───── Data entries

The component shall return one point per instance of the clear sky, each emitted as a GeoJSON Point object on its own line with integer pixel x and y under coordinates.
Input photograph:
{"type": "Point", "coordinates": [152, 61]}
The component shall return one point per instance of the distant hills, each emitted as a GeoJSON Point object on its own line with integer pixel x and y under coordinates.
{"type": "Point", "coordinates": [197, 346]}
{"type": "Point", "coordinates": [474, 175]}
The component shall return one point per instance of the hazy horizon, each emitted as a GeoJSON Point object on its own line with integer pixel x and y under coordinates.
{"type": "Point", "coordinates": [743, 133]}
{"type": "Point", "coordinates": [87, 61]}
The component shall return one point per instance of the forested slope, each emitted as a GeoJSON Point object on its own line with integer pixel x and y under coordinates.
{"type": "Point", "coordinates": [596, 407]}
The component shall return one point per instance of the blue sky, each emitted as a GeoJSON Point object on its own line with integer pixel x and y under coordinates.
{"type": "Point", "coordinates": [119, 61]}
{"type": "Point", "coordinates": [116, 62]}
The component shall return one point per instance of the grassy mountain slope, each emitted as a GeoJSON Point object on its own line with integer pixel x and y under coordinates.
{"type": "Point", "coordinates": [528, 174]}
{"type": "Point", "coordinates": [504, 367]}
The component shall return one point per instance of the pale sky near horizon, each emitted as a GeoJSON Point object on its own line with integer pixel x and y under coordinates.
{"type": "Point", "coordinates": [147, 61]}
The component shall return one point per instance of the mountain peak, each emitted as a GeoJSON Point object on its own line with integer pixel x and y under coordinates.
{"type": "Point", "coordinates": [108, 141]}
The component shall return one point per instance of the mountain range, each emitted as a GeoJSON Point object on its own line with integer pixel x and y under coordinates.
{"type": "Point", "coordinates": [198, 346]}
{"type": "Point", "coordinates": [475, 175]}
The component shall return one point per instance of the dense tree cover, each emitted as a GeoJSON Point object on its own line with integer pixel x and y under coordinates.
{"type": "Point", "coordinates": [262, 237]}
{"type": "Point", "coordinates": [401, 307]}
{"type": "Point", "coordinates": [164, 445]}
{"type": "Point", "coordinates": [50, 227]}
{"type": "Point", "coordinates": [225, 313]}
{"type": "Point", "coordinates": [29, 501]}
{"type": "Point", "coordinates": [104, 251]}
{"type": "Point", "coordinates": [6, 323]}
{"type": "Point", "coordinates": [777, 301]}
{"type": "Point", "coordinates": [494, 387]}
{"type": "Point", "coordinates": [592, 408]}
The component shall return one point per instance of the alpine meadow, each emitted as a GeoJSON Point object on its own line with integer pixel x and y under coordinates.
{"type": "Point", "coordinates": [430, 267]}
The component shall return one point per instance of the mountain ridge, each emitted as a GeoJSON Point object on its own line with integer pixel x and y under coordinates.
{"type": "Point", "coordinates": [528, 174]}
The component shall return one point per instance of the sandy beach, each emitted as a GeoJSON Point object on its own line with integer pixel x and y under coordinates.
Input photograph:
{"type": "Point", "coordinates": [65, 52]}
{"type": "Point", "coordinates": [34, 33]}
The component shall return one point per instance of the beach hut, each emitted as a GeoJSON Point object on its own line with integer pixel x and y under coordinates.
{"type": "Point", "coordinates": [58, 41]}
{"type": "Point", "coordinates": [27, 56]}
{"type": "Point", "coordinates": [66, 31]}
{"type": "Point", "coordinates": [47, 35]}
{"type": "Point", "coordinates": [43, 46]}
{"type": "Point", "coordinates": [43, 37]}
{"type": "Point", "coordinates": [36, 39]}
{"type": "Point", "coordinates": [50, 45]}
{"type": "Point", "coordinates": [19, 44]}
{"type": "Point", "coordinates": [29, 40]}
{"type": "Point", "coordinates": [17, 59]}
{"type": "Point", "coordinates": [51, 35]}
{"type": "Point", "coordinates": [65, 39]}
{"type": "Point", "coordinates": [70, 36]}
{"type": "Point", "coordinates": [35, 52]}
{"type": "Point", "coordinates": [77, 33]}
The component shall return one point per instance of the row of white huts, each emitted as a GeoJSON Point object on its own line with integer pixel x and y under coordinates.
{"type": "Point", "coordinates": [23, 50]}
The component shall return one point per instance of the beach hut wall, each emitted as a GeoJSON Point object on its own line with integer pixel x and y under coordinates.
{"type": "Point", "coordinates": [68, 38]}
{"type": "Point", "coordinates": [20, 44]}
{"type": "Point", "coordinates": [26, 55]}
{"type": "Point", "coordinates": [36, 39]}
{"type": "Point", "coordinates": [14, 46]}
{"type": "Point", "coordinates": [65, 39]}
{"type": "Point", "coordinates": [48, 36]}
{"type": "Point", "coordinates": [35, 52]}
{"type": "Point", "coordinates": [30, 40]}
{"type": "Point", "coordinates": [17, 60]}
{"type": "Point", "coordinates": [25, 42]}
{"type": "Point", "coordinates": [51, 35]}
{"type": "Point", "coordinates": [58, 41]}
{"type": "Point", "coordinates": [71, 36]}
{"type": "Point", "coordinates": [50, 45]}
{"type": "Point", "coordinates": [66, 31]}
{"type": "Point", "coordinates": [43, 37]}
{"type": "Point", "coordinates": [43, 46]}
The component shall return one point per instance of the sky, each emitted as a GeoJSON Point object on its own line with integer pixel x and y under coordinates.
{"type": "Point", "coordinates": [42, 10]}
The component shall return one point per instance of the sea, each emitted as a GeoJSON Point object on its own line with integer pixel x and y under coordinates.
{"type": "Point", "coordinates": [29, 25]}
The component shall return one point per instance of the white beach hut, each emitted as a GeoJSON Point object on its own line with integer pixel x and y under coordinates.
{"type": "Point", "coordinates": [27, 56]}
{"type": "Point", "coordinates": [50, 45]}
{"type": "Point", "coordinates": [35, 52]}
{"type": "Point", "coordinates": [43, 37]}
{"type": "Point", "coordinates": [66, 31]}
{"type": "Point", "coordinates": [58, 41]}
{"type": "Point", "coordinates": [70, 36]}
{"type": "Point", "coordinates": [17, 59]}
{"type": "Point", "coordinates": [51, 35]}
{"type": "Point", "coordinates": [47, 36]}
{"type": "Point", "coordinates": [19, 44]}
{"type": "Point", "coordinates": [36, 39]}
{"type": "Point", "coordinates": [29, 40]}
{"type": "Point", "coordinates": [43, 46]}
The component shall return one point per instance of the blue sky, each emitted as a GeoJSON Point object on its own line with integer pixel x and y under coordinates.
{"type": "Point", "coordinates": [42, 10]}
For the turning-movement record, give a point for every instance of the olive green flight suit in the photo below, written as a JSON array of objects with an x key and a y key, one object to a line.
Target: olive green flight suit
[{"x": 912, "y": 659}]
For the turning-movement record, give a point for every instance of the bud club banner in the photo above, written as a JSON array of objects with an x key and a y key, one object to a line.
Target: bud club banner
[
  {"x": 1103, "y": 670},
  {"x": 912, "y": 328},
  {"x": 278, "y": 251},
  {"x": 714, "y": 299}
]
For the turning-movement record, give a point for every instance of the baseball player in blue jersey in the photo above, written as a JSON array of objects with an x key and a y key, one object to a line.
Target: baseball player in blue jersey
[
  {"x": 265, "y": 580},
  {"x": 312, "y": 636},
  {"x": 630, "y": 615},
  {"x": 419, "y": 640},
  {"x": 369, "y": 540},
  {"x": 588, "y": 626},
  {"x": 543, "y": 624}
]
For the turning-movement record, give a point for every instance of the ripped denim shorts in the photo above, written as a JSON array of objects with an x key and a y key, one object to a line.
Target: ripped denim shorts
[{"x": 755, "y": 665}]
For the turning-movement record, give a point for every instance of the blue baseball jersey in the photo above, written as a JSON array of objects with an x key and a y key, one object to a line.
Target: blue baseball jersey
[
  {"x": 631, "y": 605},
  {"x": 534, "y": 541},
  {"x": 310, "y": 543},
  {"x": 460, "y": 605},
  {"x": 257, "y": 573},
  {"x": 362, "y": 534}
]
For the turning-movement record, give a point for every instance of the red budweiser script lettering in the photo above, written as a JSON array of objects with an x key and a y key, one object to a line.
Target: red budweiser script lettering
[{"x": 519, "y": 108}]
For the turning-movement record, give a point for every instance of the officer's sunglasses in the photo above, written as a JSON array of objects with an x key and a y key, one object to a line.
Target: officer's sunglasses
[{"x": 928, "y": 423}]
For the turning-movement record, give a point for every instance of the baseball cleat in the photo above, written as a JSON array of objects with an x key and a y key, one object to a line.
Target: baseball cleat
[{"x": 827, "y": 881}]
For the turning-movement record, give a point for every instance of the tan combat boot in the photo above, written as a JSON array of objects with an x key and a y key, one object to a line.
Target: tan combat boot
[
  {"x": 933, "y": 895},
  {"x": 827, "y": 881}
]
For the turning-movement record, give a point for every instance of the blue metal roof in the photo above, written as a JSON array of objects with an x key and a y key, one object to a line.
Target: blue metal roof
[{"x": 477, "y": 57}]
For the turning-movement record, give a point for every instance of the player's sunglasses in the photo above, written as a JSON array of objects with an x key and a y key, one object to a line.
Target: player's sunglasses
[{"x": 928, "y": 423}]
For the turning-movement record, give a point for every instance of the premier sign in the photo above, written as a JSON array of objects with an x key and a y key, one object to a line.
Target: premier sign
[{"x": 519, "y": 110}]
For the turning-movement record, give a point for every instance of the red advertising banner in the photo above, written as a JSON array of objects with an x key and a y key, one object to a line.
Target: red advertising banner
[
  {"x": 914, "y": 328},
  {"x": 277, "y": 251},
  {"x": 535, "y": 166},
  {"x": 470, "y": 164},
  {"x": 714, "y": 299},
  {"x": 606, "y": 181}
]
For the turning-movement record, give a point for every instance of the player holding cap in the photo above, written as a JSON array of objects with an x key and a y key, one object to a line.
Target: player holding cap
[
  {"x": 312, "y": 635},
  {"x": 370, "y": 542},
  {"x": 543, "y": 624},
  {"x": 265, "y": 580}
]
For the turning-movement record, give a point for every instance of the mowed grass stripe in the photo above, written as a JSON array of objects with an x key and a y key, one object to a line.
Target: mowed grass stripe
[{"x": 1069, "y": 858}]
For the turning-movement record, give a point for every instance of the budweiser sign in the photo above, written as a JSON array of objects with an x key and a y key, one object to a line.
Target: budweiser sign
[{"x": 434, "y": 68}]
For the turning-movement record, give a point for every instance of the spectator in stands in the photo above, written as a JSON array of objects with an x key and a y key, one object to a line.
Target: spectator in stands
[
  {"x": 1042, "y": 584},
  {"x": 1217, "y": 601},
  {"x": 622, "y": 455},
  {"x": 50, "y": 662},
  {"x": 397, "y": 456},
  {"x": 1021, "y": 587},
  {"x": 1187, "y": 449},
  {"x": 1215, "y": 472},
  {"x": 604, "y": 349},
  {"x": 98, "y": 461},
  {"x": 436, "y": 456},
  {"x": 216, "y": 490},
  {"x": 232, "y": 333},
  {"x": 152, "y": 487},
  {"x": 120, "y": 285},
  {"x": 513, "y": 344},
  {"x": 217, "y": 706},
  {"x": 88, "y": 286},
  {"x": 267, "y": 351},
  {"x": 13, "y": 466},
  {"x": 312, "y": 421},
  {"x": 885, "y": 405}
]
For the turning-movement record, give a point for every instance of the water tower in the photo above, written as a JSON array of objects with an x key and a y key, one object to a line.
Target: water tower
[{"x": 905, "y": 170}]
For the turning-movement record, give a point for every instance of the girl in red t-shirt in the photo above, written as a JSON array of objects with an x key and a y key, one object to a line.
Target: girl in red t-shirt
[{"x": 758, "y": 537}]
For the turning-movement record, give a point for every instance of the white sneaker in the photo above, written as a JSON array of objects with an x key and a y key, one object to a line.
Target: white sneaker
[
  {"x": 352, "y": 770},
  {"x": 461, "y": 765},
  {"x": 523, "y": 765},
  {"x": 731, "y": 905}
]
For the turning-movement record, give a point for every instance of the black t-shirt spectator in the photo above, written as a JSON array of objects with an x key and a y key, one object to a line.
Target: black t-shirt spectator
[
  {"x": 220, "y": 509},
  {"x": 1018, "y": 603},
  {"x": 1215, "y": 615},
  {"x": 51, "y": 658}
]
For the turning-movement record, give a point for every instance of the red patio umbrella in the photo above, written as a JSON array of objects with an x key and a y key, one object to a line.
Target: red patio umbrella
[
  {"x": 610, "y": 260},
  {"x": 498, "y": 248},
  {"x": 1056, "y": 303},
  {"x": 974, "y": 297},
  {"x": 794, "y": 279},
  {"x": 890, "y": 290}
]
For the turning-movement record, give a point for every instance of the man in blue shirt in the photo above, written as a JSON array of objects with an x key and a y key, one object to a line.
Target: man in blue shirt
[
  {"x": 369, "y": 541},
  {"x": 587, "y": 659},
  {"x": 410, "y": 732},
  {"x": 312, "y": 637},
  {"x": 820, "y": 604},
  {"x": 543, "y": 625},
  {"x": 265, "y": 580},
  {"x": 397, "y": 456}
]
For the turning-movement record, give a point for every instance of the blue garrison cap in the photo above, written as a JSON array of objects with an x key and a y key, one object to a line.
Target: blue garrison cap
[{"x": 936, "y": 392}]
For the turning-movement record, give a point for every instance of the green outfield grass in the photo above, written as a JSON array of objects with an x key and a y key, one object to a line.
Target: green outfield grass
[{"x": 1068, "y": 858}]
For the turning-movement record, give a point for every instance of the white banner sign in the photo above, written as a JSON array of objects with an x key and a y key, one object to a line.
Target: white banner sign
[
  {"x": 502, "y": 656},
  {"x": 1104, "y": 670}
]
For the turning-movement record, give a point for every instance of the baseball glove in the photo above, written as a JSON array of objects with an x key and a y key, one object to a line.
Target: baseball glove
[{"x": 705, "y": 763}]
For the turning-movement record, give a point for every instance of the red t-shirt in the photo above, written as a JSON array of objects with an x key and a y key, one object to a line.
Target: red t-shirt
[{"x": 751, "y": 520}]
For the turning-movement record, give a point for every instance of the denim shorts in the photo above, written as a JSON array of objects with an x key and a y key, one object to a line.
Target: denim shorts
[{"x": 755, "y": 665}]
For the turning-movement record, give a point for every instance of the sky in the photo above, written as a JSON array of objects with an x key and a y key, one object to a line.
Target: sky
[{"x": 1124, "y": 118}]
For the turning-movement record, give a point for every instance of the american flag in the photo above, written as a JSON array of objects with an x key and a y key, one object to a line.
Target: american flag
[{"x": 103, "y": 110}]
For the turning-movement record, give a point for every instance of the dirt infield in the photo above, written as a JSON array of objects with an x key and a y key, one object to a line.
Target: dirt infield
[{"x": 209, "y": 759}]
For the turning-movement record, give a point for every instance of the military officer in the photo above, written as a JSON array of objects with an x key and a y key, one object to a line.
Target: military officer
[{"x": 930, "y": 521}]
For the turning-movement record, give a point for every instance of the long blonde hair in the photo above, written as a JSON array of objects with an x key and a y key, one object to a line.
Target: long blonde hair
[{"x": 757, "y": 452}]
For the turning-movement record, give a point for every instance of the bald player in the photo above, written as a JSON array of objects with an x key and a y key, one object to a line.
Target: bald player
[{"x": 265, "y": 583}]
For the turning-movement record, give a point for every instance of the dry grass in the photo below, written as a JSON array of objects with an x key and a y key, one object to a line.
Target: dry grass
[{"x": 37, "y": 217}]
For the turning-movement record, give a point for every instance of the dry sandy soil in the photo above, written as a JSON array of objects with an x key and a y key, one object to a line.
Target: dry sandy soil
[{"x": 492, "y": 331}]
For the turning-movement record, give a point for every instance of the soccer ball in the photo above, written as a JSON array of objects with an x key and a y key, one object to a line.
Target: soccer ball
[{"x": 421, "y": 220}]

──────────

- Given request -
Output exactly the lines from the one containing "the dry sandy" through the last line of the entries, both ends included.

- Complete response -
For the turning-movement record, give a point for every instance of the dry sandy soil in the photo above, written as a JSON array of objects with an x key and a y key, one object to a line.
Target: dry sandy soil
[{"x": 492, "y": 331}]
For the turning-movement record, give a point for every instance of the soccer ball in the photo above, written as a JSON array of objects with an x key and a y key, one object to a line.
Target: soccer ball
[{"x": 421, "y": 220}]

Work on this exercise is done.